TRECHO DO TEXTO:
——
2 A GUERRA FAZ-SE FILME E O
FILME FAZ-SE GUERRA
Seguindo o exemplo das
análises de Baudrillard (1991) no seu texto sobre a película “Apocalypse Now”,
de Francis Ford Coppola, faremos a nossa sobre os filmes “Tropa de Elite”.
[...] a Guerra do Vietname,
em si mesma, talvez de facto nunca tenha existido, é um sonho, um sonho barroco
de napalm e de trópico, um sonho psicotrópico onde não estava em causa uma
vitória ou uma política, mas a ostentação sacrificial, destemida, de uma
potência filmando-se já a si própria no seu desenvolvimento, não esperando
talvez nada mais que a consagração de um superfilme, que remata o efeito de
espetáculo de massas desta guerra. (BAUDRIILARD, 1991, p. 78)
A questão da existência da
Guerra do Vietnã colocada por Baudrillard, nada mais é que uma grande ironia.
Ela existiu, tanto quanto os combates entre o Estado e o Poder Paralelo ou o
Estado e o Estado ocorrem nos morros cariocas. O que ele quis dizer é que os
filmes servem como etapas dessas guerras, simulam as invasões e demonstram
através das câmeras o desenvolvimento dos países, demonstram a produção de mais
do mesmo, ou seja, do produtivismo expansionista contemporâneo. Os filmes
estruturam sentimentos, ideias, memórias, comportamentos. Criam condições
necessárias para que existam as outras etapas. São por si só a exposição da
violência produtivista.
A guerra travada no conteúdo
de “Tropa de Elite” não é diferente. Vivemos o fascismo da imagem, a simulação.
O filme serve como desconstrução e construção, simulacro dos acontecimentos.
——
MATERIAL FORNECIDO:

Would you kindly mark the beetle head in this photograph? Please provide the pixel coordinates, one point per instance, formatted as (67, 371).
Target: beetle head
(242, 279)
——
O QUE SE PEDE:
Resuma em duas frases o trecho sobre guerra e cinema. Os dados não têm relação com o trecho.

A SOLUÇÃO:
Partindo da análise de Baudrillard sobre "Apocalypse Now", o trecho afirma que a questão da existência da Guerra do Vietnã levantada por ele é uma grande ironia, pois o que ele quis dizer é que os filmes servem como etapas dessas guerras e demonstram, através das câmeras, o desenvolvimento dos países. Os filmes estruturam sentimentos, ideias, memórias e comportamentos, e a guerra travada em "Tropa de Elite" não é diferente, já que o filme serve como desconstrução, construção e simulacro dos acontecimentos.